[Items from a dataset]
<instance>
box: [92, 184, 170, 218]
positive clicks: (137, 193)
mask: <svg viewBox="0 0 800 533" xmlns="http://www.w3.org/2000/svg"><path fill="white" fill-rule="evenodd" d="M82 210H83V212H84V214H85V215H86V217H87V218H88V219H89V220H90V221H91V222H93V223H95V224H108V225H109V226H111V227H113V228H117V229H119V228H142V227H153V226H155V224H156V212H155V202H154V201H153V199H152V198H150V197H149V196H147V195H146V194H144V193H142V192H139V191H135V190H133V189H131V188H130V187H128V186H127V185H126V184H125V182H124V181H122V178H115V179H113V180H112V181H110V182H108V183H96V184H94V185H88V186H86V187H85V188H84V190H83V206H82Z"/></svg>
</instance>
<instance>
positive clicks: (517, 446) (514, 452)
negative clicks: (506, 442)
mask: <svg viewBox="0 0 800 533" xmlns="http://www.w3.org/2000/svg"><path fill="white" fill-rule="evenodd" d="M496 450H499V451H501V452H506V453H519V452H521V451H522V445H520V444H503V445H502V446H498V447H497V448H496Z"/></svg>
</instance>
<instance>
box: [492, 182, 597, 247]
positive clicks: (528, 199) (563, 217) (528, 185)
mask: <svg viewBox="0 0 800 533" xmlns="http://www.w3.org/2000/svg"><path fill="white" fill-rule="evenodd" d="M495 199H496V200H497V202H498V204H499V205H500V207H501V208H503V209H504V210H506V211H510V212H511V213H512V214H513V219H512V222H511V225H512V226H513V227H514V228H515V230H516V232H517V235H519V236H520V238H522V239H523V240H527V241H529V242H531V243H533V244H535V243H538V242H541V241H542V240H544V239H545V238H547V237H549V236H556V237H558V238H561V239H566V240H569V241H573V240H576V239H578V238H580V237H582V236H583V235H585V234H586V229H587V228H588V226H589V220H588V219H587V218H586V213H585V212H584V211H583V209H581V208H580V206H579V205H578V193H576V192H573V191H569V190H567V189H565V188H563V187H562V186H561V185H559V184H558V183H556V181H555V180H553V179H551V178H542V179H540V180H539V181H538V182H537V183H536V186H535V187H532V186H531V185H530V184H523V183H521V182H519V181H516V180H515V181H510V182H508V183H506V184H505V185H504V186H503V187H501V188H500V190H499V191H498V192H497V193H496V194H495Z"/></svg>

WHAT IS EXPECTED: Your task is to restate, word for word, only those lines above that fall between the line holding "positive clicks: (517, 446) (514, 452)" and the line holding "box: [492, 182, 597, 247]", inclusive.

REPLY TO THE EXERCISE:
positive clicks: (517, 446) (514, 452)
negative clicks: (506, 442)
mask: <svg viewBox="0 0 800 533" xmlns="http://www.w3.org/2000/svg"><path fill="white" fill-rule="evenodd" d="M496 450H499V451H501V452H506V453H519V452H521V451H522V445H520V444H503V445H502V446H498V447H497V448H496Z"/></svg>
</instance>
<instance>
box: [492, 182, 597, 247]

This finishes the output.